> What the exercise asks
Every entry must appear in the output exactly as it does here.

> Excerpted records
:::

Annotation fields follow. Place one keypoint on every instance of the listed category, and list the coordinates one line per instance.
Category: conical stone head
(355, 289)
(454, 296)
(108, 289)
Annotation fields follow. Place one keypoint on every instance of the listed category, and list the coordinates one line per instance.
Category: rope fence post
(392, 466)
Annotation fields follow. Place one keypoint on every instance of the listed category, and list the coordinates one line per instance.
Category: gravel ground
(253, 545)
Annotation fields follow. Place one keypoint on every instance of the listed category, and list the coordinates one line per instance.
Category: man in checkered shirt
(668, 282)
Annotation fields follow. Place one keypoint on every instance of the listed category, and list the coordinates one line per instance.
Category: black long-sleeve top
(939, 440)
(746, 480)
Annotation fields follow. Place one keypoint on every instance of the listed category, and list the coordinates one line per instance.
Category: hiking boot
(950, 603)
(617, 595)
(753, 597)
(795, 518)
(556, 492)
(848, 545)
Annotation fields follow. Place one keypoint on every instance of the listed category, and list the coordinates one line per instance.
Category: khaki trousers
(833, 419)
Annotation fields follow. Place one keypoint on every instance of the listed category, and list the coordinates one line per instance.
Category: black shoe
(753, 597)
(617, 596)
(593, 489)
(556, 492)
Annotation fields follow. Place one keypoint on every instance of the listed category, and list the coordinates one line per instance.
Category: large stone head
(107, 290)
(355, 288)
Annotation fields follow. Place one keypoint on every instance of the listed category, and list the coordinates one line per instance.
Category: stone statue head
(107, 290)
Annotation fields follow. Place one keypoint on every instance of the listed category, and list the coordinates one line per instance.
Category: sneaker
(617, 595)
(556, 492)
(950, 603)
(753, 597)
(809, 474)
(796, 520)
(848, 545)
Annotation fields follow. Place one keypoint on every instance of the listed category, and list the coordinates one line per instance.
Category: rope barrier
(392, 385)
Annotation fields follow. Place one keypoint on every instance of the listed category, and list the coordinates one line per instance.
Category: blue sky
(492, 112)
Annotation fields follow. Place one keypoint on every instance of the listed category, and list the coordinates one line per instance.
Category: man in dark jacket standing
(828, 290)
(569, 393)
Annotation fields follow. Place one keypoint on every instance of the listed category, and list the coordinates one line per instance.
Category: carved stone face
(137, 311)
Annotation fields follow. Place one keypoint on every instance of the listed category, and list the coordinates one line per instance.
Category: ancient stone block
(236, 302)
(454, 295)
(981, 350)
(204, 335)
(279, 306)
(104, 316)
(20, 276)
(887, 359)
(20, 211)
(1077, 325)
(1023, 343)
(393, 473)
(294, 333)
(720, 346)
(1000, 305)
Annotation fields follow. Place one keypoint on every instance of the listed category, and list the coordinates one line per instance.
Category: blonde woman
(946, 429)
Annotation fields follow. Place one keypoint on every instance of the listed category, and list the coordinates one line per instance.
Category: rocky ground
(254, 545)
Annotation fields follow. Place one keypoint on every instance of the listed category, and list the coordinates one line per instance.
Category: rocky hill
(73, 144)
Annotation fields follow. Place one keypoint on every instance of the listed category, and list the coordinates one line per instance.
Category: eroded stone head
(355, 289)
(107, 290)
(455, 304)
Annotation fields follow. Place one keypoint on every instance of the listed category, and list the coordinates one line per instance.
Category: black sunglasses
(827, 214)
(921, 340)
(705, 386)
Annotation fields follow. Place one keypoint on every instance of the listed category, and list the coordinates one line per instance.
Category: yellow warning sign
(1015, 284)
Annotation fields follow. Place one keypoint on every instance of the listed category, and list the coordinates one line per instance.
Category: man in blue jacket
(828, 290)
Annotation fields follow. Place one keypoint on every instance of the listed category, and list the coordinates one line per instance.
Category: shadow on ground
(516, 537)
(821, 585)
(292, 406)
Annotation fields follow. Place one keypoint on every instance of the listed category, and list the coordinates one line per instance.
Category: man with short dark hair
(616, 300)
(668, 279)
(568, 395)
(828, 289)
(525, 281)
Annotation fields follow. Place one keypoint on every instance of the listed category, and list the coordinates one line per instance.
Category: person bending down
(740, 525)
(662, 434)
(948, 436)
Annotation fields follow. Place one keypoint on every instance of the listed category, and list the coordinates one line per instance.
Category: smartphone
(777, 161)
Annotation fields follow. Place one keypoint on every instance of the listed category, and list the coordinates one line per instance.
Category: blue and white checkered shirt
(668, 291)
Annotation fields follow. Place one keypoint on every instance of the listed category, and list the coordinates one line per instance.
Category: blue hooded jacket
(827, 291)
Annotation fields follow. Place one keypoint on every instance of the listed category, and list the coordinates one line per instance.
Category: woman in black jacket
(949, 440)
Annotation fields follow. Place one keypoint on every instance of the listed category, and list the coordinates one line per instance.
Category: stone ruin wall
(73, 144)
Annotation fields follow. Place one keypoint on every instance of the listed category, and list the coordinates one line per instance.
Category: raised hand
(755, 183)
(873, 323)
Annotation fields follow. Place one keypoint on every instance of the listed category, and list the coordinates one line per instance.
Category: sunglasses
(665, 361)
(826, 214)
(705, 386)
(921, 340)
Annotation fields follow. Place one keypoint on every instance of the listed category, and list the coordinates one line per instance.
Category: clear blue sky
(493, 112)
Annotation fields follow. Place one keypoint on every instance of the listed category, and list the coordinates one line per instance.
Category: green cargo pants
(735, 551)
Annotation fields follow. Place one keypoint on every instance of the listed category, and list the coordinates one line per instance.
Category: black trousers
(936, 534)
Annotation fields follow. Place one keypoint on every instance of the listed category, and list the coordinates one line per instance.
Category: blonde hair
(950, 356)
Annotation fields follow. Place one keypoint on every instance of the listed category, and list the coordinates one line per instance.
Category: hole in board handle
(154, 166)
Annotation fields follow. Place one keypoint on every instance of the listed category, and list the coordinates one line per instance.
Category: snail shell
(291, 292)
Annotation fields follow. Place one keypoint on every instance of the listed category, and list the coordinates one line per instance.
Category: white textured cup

:::

> Answer box
Annotation fields follow. Place one keypoint on every instance of the listed category, and list the coordinates one line per instance.
Category: conical stone head
(355, 289)
(454, 296)
(108, 289)
Annotation fields follow. Place one keypoint on every instance of the listed category, and list the coordinates one line per instance.
Category: rope fence post
(392, 466)
Annotation fields follow. Place one keypoint on every instance of the listed category, and list the coordinates one line per instance.
Category: gravel ground
(253, 545)
Annotation fields follow. Place one keypoint on every instance of the listed category, and list the coordinates one line per instance.
Category: man in checkered shirt
(668, 282)
Annotation fields follow. Place one keypoint on every instance of the listed category, and list the coordinates one line per instance.
Category: black long-sleeve top
(939, 440)
(746, 480)
Annotation fields follow. Place one keypoint on every instance of the listed category, and list the coordinates one line per instance.
Category: hiking boot
(950, 603)
(617, 595)
(753, 597)
(795, 518)
(556, 492)
(848, 545)
Annotation fields follow. Place one keypoint on every instance of the listed category, and list the coordinates one line per instance.
Category: khaki trousers
(833, 419)
Annotation fields follow. Place one keypoint on every instance of the listed category, and list the coordinates one line per instance.
Category: black shoe
(753, 597)
(617, 596)
(593, 489)
(556, 492)
Annotation fields follow. Place one keypoint on every instance of the listed category, and list the coordinates one line per instance.
Category: large stone head
(107, 290)
(355, 288)
Annotation fields follow. Place one keypoint on every instance of the listed category, and list the coordinates one line per instance.
Category: stone statue head
(107, 290)
Annotation fields follow. Place one keypoint on every instance of the listed category, and list the coordinates one line per instance.
Category: sneaker
(617, 595)
(556, 492)
(950, 603)
(753, 597)
(809, 474)
(796, 520)
(848, 545)
Annotation fields follow. Place one keypoint on every instance of the listed category, and list the coordinates one line per instance.
Category: rope barrier
(392, 385)
Annotation fields follow. Place one keypoint on every instance of the listed category, and list the coordinates one line per instance.
Category: blue sky
(492, 112)
Annotation fields follow. Place one keypoint on every instance of the listed category, and list the coordinates one line per instance.
Category: man in dark jacket standing
(828, 290)
(569, 393)
Annotation fields follow. Place one keypoint on every instance of the listed category, and list the coordinates one line per instance.
Category: carved stone face
(137, 311)
Annotation fields follow. Place one keypoint on every instance of the listed category, and list the coordinates one line per instance.
Category: ancient stone block
(236, 302)
(454, 295)
(981, 350)
(204, 335)
(279, 306)
(104, 316)
(20, 276)
(887, 359)
(20, 211)
(1077, 325)
(1023, 343)
(393, 473)
(294, 333)
(720, 346)
(1000, 305)
Annotation fields follow. Place one keypoint on every instance of the listed category, and list the coordinates one line per instance.
Category: blonde woman
(946, 429)
Annotation fields follow. Place one keypoint on every instance of the listed category, and list the coordinates one line per instance.
Category: rocky ground
(254, 545)
Annotation fields follow. Place one keypoint on every instance of the listed category, and list the coordinates one line per instance.
Category: rocky hill
(73, 144)
Annotation fields follow. Place one keypoint on every instance of the listed category, and list the coordinates one line per instance.
Category: eroded stone head
(355, 289)
(107, 290)
(455, 304)
Annotation fields follow. Place one keypoint on every instance of the listed category, and list the coordinates one line per instance.
Category: black sunglasses
(827, 214)
(921, 340)
(705, 386)
Annotation fields follow. Place one keypoint on every instance of the listed category, and list the coordinates one line per instance.
Category: yellow warning sign
(1015, 284)
Annotation fields follow. Place one keypoint on every instance of the listed category, and list the coordinates one line per instance.
Category: man in blue jacket
(828, 290)
Annotation fields follow. Place one keypoint on every instance of the listed category, and list the coordinates one line per instance.
Category: shadow on ground
(516, 537)
(821, 585)
(292, 406)
Annotation fields follow. Place one keypoint on every instance of the listed category, and list the coordinates one line per instance.
Category: man with short dark hair
(616, 300)
(668, 279)
(568, 395)
(828, 289)
(525, 281)
Annotation fields follow. Place one keypoint on every instance of the listed category, and list the coordinates one line per instance.
Category: person bending down
(740, 525)
(662, 434)
(948, 436)
Annotation fields follow. Place one keypoint on every instance of the listed category, and list the coordinates one line per instance.
Category: smartphone
(777, 161)
Annotation fields follow. Place one keypoint on every instance of the listed category, and list the coordinates one line per instance.
Category: blue and white checkered shirt
(668, 291)
Annotation fields follow. Place one keypoint on every instance of the listed category, and list the coordinates one line per instance.
Category: blue hooded jacket
(827, 291)
Annotation fields follow. Place one keypoint on every instance of the listed category, and list the coordinates one line per instance.
Category: woman in black jacket
(949, 440)
Annotation fields follow. Place one keypoint on every instance of the listed category, and list the coordinates one line per instance.
Category: stone ruin wall
(73, 144)
Annotation fields follow. Place one keypoint on every instance of the listed category, and list the coordinates one line per instance.
Category: raised hand
(755, 183)
(873, 323)
Annotation fields follow. Place one keypoint on every instance of the listed category, and list the coordinates one line per instance.
Category: sunglasses
(665, 361)
(826, 214)
(705, 386)
(921, 340)
Annotation fields follow. Place one keypoint on every instance of the listed category, and list the coordinates one line per instance.
Category: clear blue sky
(493, 112)
Annotation fields follow. Place one keypoint on every instance of the listed category, and list the coordinates one line per instance.
Category: green cargo pants
(735, 551)
Annotation fields follow. Place one keypoint on every instance of the listed category, and list the coordinates one line per instance.
Category: black trousers
(936, 534)
Annotation fields follow. Place one keypoint on every instance of the listed category, and list the coordinates one line per instance.
Category: blonde hair
(950, 356)
Annotation fields follow. Place one keypoint on every instance of the listed category, and list the coordinates one line per instance.
Category: hole in board handle
(154, 166)
Annotation fields follow. Place one keypoint on every instance of the listed category, and list the coordinates one line per instance.
Category: snail shell
(291, 292)
Annotation fields follow. Place one keypoint on every instance of the listed category, and list the coordinates one line per instance.
Category: white textured cup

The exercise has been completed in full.